- _PROBLEM_
Copy the lines below word for word, leaving out the pictures.

== SUPPLIED RECORDS

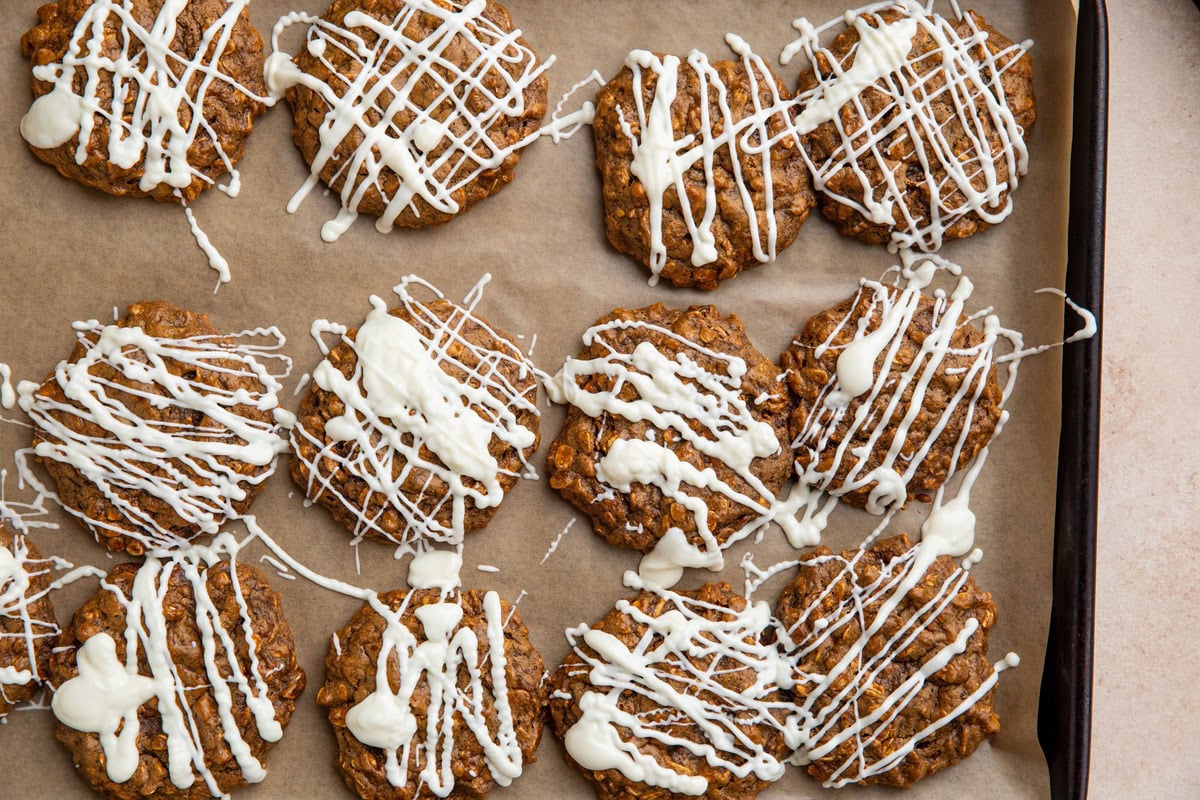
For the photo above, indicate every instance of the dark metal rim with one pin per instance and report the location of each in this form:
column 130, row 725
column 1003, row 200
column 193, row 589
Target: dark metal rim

====

- _RESPONSE TO THE TASK_
For the photo above, indicate every instance of the dark metal rim with one pin per instance and report the location of each in this form:
column 130, row 725
column 1003, row 200
column 193, row 589
Target: dark metal rim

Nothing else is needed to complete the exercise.